Exercise prompt.
Using the entries that follow, state how many lines contain "dress", with no other words.

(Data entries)

*-*-*

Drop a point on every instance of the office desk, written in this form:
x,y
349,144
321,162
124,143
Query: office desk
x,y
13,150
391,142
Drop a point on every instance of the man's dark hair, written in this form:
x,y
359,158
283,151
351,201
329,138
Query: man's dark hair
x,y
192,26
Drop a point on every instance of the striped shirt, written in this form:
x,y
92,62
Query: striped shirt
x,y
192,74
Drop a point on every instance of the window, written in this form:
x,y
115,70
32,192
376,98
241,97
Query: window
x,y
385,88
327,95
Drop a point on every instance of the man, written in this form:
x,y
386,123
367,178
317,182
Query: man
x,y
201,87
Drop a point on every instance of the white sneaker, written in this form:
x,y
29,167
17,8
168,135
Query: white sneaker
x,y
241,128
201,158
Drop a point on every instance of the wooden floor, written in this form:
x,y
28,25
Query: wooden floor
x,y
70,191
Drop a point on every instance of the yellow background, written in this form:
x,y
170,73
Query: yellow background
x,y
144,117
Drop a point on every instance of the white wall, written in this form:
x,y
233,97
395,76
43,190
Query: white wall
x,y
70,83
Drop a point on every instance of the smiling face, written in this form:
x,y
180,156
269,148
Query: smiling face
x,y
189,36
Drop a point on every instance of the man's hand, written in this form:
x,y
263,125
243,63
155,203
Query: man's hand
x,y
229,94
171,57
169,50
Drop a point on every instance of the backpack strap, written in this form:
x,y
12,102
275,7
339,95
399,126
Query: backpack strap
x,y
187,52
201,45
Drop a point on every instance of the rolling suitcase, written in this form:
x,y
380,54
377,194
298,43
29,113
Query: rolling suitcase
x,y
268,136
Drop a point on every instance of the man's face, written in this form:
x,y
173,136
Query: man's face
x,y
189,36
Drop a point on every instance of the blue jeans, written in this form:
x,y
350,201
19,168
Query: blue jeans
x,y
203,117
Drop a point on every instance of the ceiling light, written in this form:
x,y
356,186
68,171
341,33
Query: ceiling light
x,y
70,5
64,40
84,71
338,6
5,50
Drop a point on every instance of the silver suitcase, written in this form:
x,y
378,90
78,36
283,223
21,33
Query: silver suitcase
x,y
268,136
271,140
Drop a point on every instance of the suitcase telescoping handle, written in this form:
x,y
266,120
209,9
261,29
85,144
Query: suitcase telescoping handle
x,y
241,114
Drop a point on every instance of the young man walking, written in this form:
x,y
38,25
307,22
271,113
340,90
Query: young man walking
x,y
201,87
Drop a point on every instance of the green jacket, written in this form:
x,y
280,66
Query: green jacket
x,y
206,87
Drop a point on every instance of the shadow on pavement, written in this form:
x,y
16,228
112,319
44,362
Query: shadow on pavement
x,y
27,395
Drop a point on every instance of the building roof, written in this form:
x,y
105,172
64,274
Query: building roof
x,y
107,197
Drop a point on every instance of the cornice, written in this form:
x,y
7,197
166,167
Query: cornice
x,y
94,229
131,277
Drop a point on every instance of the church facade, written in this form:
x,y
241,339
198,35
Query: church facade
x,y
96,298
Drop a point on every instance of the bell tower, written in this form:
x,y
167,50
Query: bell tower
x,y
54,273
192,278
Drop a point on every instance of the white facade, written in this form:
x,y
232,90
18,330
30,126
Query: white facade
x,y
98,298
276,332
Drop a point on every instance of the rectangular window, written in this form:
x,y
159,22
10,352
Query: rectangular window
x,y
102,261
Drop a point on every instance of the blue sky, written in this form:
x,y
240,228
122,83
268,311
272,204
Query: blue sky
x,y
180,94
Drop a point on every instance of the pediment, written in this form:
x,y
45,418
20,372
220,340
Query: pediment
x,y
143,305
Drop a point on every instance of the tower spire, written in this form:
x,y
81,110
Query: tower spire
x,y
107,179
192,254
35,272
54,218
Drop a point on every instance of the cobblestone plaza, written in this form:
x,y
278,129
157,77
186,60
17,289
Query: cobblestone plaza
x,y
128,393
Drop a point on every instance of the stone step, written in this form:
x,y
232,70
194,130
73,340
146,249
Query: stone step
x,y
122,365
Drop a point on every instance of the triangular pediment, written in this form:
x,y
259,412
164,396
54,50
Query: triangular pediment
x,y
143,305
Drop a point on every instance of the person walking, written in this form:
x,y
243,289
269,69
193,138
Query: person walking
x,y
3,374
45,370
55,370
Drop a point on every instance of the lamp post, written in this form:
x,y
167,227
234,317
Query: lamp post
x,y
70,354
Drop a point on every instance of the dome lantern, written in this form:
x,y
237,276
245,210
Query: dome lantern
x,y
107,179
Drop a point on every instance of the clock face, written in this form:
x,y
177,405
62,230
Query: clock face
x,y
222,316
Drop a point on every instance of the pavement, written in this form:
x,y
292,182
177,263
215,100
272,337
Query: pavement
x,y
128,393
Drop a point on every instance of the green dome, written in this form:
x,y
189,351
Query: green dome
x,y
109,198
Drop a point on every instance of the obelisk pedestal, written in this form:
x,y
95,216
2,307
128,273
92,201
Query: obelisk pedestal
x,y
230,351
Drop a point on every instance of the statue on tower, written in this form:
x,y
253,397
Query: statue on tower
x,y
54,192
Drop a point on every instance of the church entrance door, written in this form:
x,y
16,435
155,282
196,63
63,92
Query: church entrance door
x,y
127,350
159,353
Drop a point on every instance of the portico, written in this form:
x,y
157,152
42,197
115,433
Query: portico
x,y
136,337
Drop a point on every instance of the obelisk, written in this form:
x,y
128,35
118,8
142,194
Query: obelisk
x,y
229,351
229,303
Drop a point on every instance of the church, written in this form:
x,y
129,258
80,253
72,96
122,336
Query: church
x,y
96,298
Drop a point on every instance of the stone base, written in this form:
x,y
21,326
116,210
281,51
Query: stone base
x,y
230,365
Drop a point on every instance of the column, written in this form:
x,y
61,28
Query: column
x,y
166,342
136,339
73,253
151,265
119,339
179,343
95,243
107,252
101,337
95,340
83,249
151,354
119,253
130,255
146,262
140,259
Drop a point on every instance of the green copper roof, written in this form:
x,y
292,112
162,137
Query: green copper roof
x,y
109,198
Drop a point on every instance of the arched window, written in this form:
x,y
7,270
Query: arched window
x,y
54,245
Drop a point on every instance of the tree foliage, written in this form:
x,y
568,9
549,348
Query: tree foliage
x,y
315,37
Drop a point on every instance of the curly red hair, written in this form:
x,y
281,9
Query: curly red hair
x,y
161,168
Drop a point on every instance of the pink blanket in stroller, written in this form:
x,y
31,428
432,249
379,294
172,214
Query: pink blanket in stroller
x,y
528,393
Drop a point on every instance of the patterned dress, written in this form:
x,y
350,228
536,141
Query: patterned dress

*-*-*

Finished exercise.
2